--- Extracted information ---
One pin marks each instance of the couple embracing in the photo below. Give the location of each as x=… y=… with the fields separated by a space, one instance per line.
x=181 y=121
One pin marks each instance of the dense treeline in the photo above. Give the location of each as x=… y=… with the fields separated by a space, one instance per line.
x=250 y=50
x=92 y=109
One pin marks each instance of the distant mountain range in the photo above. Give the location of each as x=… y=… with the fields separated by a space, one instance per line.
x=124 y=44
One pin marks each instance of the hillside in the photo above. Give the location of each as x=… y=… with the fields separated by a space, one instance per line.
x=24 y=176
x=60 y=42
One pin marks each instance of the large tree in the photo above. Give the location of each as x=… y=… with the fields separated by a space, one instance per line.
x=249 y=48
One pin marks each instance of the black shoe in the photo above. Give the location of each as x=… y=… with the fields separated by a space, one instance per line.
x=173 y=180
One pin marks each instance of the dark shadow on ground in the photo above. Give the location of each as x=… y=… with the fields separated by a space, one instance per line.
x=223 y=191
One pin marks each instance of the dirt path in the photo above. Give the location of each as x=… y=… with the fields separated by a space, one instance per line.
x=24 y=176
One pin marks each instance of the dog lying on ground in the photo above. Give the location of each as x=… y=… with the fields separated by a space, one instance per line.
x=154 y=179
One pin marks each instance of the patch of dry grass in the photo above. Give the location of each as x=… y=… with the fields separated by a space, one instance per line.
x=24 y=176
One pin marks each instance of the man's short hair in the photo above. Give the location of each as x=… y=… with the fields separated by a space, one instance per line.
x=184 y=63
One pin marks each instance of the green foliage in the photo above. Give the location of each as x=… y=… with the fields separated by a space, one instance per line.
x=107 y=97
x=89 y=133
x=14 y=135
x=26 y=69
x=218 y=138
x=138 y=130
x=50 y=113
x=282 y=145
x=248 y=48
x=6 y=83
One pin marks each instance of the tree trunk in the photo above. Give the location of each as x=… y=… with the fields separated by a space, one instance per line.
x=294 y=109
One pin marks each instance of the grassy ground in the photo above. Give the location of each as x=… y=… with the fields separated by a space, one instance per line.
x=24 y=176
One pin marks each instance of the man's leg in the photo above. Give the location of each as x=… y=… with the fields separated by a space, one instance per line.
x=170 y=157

--- Request ---
Present the lines above as a numbered list, beginning with the line that contains "One pin marks each instance of the dog" and continuing through the final line. Skip any blank lines.

--- Full solution ---
1. One pin marks each instance of the dog lying on ground in the photo above. Give the location of each as x=… y=… with the fields separated by a space, one instance per line.
2. x=154 y=179
3. One pin marks each instance of the patch of dry grass in the photo above. Give the location of each as x=… y=… with the fields separated by a space, one instance per line.
4. x=24 y=176
5. One pin marks each instance of the man's short hair in the photo above. Give the location of each as x=… y=… with the fields separated by a space, one instance per line.
6. x=184 y=63
7. One pin marks each instance of the green foliage in the photo above. Give the location of each as x=… y=… with the fields separated by a space, one instance per line.
8. x=107 y=97
9. x=89 y=133
10. x=14 y=135
11. x=26 y=69
12. x=218 y=138
13. x=138 y=130
14. x=50 y=113
15. x=282 y=145
16. x=248 y=48
17. x=6 y=83
18. One pin marks each instance of the tree trunk in the photo above. Give the location of each as x=… y=… with the fields separated by a space, one instance per line.
19. x=294 y=109
20. One pin marks each instance of the grassy ground in the photo above. Give the location of each as x=… y=… with the fields separated by a space, one instance per line.
21. x=24 y=176
22. One pin marks each instance of the man's leg in the photo above. Give the location of each as x=… y=… with the fields separated by a space, one instance per line.
23. x=170 y=157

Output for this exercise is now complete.